Please rewrite the records with "stem" changed to "stalk" everywhere and everything else unchanged.

-- -- --

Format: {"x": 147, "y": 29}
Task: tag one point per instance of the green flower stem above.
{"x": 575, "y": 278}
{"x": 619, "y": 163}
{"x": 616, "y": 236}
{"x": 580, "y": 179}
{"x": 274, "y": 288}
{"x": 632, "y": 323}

-- -- --

## OUTPUT OF THE EXERCISE
Format: {"x": 147, "y": 29}
Task: tag one point per instance of the green flower stalk above.
{"x": 575, "y": 278}
{"x": 619, "y": 163}
{"x": 616, "y": 236}
{"x": 580, "y": 179}
{"x": 274, "y": 288}
{"x": 632, "y": 323}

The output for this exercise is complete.